◆ **ИСХОДНЫЙ ТЕКСТ**:
Е. С.: Да, кстати говоря, помимо самой идеи памяти о поэтах, мотивом для участия в проекте "Они ушли. Они остались" для меня стала упомянутая Борисом маргинальность, необычность подхода, ракурса. Скажу точно - до этого я не сталкивалась с подобными мероприятиями. И еще - это лучше, наверное, назвать не надеждой, а некоей внутренней установкой, которая возникла изначально: у живых молодых поэтов (которым тоже, безусловно, важно уделять внимание) еще будет немало возможностей заявить о себе миру. Если же будут утеряны произведения стихотворцев, еще не успевших пробиться и безвременно ушедших, то люди о них могут никогда не узнать. Особенно это важно, если юный поэт (а в юности все чувства крайне обострены) вдруг рождает что-то качественно новое, то, что может служить зародышем новых литературных форм. Реализация проекта - а именно закрепление, "цементирование" памяти, как мне кажется, происходит на каждом новом этапе чтений. Но самым лучшим "закрепителем", конечно, будет готовящаяся к изданию антология "Уйти. Остаться. Жить" по итогам чтений.


- Владислав Ходасевич задал поэтический вопрос: "А человек - иль не затем он, / Чтобы забыть его могли?". Не думаете ли вы, что чтения - лишь отсрочивание забвения? Или в вас живёт уверенность, что возможно сохранить память о безвременно покинувших нас людях?


Б. К.: Я скорее верю в "ризоматическую" систему литературных взаимоотношений, когда сказанное слово в большей степени направлено не на иллюзорную "толпу", а на конкретного человека. Причём совершенно не знаешь, в ком и как слово наше отзовётся. Но в таком контексте организаторские усилия становятся подобными мандельштамовской "запечатанной бутылке, брошенной в океан", с письмом, ищущим собеседника - который появится, возможно, через год, может, через два, а возможно, сразу после "Они ушли. Они остались" найдёт стихи поэта в Интернете и прочитает своему маленькому ребёнку (знаю о подобных случаях, и что может быть для нас лучшей наградой?..) Когда начинаешь смотреть на вещи под таким углом, становится легче не думать о "малотиражности", якобы непопулярности поэзии, расхождении между "актуальным" литпроцессом и тем, что происходит на Чтениях. Даже пять человек (неважно, из числа профессионалов или непрофессионалов), до которых мы донесли весть о поэте, и двое из них, которые искренне полюбили его стихи (и, возможно, рассказали другим, а может, и не рассказали, но всё равно прониклись и что-то важное получили для своей внутренней сферы), - это много или мало?..

◆ **ВЫДЕРЖКА ИЗ ЗАПИСЕЙ**:
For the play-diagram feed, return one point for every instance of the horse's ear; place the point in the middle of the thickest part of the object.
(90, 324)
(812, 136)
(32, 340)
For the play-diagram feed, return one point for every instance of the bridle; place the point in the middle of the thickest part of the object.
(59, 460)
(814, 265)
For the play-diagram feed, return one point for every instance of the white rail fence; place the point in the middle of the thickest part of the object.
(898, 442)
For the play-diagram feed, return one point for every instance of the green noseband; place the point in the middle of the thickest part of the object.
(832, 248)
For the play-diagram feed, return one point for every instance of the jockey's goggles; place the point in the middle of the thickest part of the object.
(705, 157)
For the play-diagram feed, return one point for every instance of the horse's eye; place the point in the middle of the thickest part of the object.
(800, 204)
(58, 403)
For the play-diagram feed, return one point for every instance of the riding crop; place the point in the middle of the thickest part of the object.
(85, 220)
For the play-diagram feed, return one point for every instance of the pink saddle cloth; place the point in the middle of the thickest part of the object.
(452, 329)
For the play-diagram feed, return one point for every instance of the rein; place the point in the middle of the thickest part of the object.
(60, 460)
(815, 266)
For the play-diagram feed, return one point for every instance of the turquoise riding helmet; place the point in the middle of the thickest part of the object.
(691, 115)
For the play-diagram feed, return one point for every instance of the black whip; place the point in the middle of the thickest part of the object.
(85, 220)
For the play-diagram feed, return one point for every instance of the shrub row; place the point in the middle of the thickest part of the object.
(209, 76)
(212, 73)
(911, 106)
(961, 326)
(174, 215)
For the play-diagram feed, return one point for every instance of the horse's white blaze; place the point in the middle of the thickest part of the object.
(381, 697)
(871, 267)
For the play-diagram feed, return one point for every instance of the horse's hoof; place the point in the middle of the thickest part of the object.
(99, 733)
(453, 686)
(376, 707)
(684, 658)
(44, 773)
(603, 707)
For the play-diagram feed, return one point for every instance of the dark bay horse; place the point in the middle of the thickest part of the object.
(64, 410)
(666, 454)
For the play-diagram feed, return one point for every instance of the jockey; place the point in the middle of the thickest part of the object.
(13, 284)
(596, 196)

◆ **ЗАДАНИЕ 1**: Как называется антология, которая, согласно тексту, готовится к изданию по итогам чтений?
◆ **ЗАДАНИЕ 2**: Перепишите фрагмент текста начиная со слов «- Владислав Ходасевич» и заканчивая словами «покинувших нас людях?» включительно, заменив «чтения» на «встречи».
Записи для выполнения заданий не понадобятся.

◆ **ОЖИДАЕМЫЙ ОТВЕТ 1**: «Уйти. Остаться. Жить».

◆ **ОЖИДАЕМЫЙ ОТВЕТ 2**:
- Владислав Ходасевич задал поэтический вопрос: "А человек - иль не затем он, / Чтобы забыть его могли?". Не думаете ли вы, что встречи - лишь отсрочивание забвения? Или в вас живёт уверенность, что возможно сохранить память о безвременно покинувших нас людях?